▶ [Written exercise]
Reproduce each of the following records line by line, without changing anything.

Items from a dataset:
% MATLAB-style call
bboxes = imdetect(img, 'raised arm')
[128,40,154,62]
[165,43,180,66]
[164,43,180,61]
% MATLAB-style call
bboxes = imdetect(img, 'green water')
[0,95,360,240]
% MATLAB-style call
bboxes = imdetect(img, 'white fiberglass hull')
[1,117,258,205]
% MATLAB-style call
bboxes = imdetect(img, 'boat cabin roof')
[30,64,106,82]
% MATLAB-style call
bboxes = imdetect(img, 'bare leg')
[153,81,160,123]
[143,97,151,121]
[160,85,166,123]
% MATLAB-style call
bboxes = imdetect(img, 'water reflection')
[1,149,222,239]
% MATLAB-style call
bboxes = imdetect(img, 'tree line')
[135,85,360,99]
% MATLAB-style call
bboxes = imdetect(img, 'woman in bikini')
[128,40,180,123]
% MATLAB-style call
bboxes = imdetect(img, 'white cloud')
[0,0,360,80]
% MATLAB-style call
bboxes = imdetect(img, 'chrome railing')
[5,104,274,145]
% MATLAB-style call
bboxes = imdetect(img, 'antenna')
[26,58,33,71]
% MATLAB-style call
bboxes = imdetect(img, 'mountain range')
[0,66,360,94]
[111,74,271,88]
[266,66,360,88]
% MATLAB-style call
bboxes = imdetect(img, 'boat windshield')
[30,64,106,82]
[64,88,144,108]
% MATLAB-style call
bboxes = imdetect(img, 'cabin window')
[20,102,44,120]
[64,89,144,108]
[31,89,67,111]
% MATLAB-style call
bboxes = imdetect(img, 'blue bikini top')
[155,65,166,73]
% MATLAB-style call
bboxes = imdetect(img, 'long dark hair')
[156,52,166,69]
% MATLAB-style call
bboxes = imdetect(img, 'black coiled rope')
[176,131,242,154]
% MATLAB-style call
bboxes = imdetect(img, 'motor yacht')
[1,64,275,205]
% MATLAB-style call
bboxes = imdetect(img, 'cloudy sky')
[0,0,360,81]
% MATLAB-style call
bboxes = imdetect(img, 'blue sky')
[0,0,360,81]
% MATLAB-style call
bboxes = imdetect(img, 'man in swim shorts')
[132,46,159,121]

▶ [Complete output]
% MATLAB-style call
bboxes = imdetect(img, 'raised arm')
[128,40,154,62]
[165,43,180,66]
[164,43,180,61]
% MATLAB-style call
bboxes = imdetect(img, 'green water')
[0,95,360,240]
% MATLAB-style call
bboxes = imdetect(img, 'white fiberglass hull')
[1,117,258,205]
% MATLAB-style call
bboxes = imdetect(img, 'boat cabin roof')
[30,64,106,82]
% MATLAB-style call
bboxes = imdetect(img, 'bare leg')
[153,81,160,123]
[143,97,151,121]
[160,85,166,123]
% MATLAB-style call
bboxes = imdetect(img, 'water reflection')
[1,149,222,239]
% MATLAB-style call
bboxes = imdetect(img, 'tree line')
[135,85,360,99]
% MATLAB-style call
bboxes = imdetect(img, 'woman in bikini')
[128,40,180,123]
% MATLAB-style call
bboxes = imdetect(img, 'white cloud')
[0,0,360,80]
% MATLAB-style call
bboxes = imdetect(img, 'chrome railing')
[5,104,274,145]
% MATLAB-style call
bboxes = imdetect(img, 'antenna')
[26,58,33,71]
% MATLAB-style call
bboxes = imdetect(img, 'mountain range')
[0,66,360,94]
[111,74,271,88]
[266,66,360,88]
% MATLAB-style call
bboxes = imdetect(img, 'boat windshield')
[30,64,106,82]
[64,88,144,108]
% MATLAB-style call
bboxes = imdetect(img, 'cabin window')
[20,102,44,120]
[64,89,144,108]
[31,89,67,111]
% MATLAB-style call
bboxes = imdetect(img, 'blue bikini top')
[155,65,166,73]
% MATLAB-style call
bboxes = imdetect(img, 'long dark hair')
[156,52,166,69]
% MATLAB-style call
bboxes = imdetect(img, 'black coiled rope')
[176,131,242,154]
% MATLAB-style call
bboxes = imdetect(img, 'motor yacht')
[1,64,275,205]
% MATLAB-style call
bboxes = imdetect(img, 'cloudy sky')
[0,0,360,81]
% MATLAB-style call
bboxes = imdetect(img, 'blue sky')
[0,0,360,81]
% MATLAB-style call
bboxes = imdetect(img, 'man in swim shorts')
[132,46,159,121]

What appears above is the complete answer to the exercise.